Please reproduce every one of the entries below word for word, leaving out the pictures.

-- begin THE DATA --

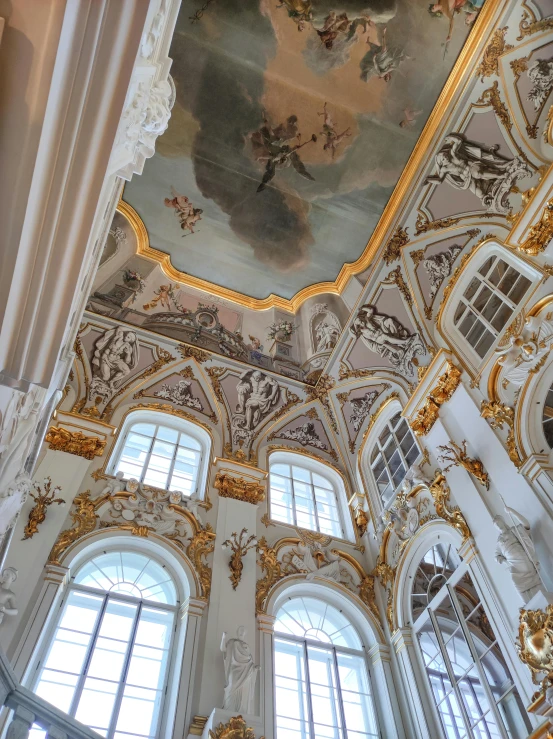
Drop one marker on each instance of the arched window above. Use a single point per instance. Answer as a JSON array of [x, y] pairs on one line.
[[322, 686], [108, 660], [469, 678], [488, 302], [163, 452], [392, 455], [304, 494]]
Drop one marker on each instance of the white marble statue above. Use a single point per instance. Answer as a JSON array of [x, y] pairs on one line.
[[327, 335], [438, 267], [467, 165], [7, 596], [387, 337], [540, 73], [240, 673], [115, 356], [516, 548]]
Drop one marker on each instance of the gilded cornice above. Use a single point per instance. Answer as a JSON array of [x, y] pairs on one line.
[[239, 488], [74, 442], [455, 84]]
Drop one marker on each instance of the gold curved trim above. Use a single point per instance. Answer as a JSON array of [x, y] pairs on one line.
[[453, 85]]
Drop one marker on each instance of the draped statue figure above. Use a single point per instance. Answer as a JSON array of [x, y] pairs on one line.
[[240, 673], [516, 548]]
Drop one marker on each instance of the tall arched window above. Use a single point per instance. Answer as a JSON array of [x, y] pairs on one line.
[[322, 686], [469, 678], [108, 660], [392, 455], [305, 494], [163, 452]]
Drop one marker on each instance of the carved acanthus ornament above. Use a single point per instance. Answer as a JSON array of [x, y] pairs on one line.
[[392, 252], [452, 515], [423, 225], [235, 728], [427, 416], [239, 489], [529, 25], [61, 440], [457, 457], [489, 65], [192, 352], [239, 548], [498, 414], [540, 234], [535, 647], [43, 500]]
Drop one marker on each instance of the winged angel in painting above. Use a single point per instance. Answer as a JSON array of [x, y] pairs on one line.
[[270, 145]]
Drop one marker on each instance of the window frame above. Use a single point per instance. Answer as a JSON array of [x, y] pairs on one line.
[[324, 470], [427, 620], [174, 646], [334, 650], [375, 439], [166, 420], [446, 325]]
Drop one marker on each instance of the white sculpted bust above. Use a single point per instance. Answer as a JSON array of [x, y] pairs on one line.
[[240, 673], [516, 548], [7, 596]]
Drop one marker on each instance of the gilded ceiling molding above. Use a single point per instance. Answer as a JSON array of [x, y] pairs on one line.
[[455, 84], [239, 489], [540, 233], [489, 66], [427, 416], [457, 457], [498, 415], [452, 515], [529, 25], [392, 252], [74, 442]]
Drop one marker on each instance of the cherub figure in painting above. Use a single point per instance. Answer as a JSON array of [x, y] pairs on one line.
[[269, 146], [187, 214], [381, 60], [410, 116], [333, 138], [300, 11]]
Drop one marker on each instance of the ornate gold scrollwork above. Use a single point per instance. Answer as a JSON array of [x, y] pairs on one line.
[[427, 415], [84, 519], [440, 492], [235, 728], [398, 239], [540, 234], [239, 488], [499, 414], [61, 440], [273, 573], [535, 647]]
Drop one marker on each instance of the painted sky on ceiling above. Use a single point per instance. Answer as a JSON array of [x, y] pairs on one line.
[[285, 141]]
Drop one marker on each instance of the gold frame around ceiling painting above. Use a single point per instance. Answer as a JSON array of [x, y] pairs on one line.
[[481, 30]]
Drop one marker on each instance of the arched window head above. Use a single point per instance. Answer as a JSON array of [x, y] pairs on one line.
[[163, 452], [392, 455], [468, 676], [305, 493], [322, 686], [490, 290], [108, 660]]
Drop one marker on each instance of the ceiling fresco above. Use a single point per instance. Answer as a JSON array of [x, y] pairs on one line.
[[291, 125]]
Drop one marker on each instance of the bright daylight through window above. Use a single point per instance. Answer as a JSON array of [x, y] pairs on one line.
[[107, 662], [322, 686]]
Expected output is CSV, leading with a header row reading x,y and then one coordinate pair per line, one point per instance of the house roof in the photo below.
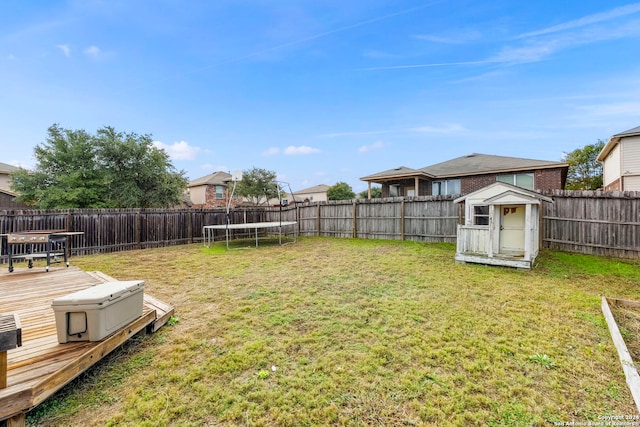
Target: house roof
x,y
399,172
506,189
216,178
321,188
475,164
615,139
471,164
7,169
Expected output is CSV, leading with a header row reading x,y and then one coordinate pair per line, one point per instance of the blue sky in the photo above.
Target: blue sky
x,y
321,91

-- end THE DATA --

#### WRITTEN ANSWER
Drop one marker on each instance of the arched window above. Use a single point per instance. Answer as a JSON array of [x, y] pairs on one line.
[[322, 686], [108, 660], [469, 678], [488, 302], [163, 452], [392, 455], [304, 494]]
Drop one marker on each instance of the white marble statue above. Use a single point per instance. Answer as a JSON array of [x, y] pairs on one line.
[[327, 335], [438, 267], [467, 165], [7, 596], [387, 337], [540, 73], [240, 673], [115, 356], [516, 548]]
Drop one marker on each instance of the gilded cornice above. Use a single point per instance. Answer as a JSON array of [x, y] pairs on one line.
[[239, 488], [74, 442], [455, 84]]
Drop one marker on each instance of the gold curved trim above. Use a single point per instance. Answer as a JSON array of [x, y] pairs on one line.
[[453, 85]]
Drop one marker on each instance of the draped statue figure above. Use a single point per instance. Answer as a JSON array of [x, y] pairs on one line.
[[240, 673], [516, 548]]
Drop one marker on each instance of the tall arched window above. Use a single point per instance. Answer as a JSON array of [x, y] pairs on one line.
[[322, 686], [469, 678], [108, 660], [392, 455], [305, 494], [163, 452]]
Drop one marker on each instance of the carved acanthus ornament above. Use a single point per instance. Answer as a JSON array of [x, y] pairs on one line.
[[392, 252], [452, 515], [423, 225], [235, 728], [427, 416], [239, 489], [529, 25], [61, 440], [457, 457], [489, 65], [192, 352], [239, 548], [498, 414], [540, 234], [535, 647], [43, 500]]
Drop one marker on each instance of the winged angel in painting above. Use a single point per instance. Answer as a JSON array of [x, y] pairs on one line.
[[270, 145]]
Drop one marker on each instance of the window frame above. Use a single point per instance. Answer as a JSON array of [x, y] pairs on one line.
[[324, 470], [427, 620], [174, 646], [334, 650], [375, 439], [166, 420], [446, 325]]
Drop one marker on each instance of the white sculpted bust above. Use a single point per instance. Answer as a JSON array of [x, y] pairs on one line.
[[240, 673], [516, 548], [7, 596]]
Drop one marker on each instance of the gilded ceiling molding above. Use a single point per instance. Answer as a JSON array of [x, y] pairs on one line.
[[455, 84], [239, 489], [540, 233], [489, 66], [427, 416], [457, 457], [498, 415], [452, 515], [529, 25], [392, 252], [74, 442]]
Drop one marker on each instance of the cherub figure in painting above. Use a single point per instance. Answer as a JSON array of [x, y] pairs on one line.
[[269, 146], [187, 214], [381, 60], [410, 116], [333, 138], [300, 11]]
Drop one marker on each instance of the ornate gold scrollwork above. Use a single point per instance. Answer as a JSON array of [x, y] pairs on one line.
[[427, 415], [84, 519], [440, 492], [235, 728], [398, 239], [540, 234], [239, 488], [499, 414], [61, 440], [273, 573], [535, 647]]
Drop one marker on each instance of the painted sky on ceiling above. Use a single point per instance. Answer as a JSON array of [x, y] pairs on one line.
[[285, 141]]
Drop one marker on each instance of the gold frame around ceiling painting above. Use a single point per instance. Answer as a JSON array of [x, y] pairs on one line.
[[481, 30]]
Drop one marker on each instance of the arched window head above. Use a single point per instance. Answer as a JSON array of [x, y] pairs on one line.
[[163, 452], [392, 455], [468, 676], [305, 493], [322, 686], [490, 290], [108, 660]]
Drop one marker on each instance of the ceiling fresco above. Use a single point per instance. Answer as a JSON array of [x, y] pairs on one line.
[[291, 125]]
Drop one marker on each instance of the bright daylight through window above. Use a single point per instance. Answer as a JSON array of [x, y] pairs on one line.
[[107, 662], [322, 686]]
Expected output is CSV, leading with a header row reading x,y and then one coordinate pair per line, one point per instance of the house roof in the photo below.
Target: house roof
x,y
399,172
506,189
216,178
321,188
475,164
615,139
471,164
7,169
Expected output is CSV, leading with a header row reading x,y and then one coordinate pair per line, one point per instance of the blue sky in the photo above.
Target: blue sky
x,y
321,91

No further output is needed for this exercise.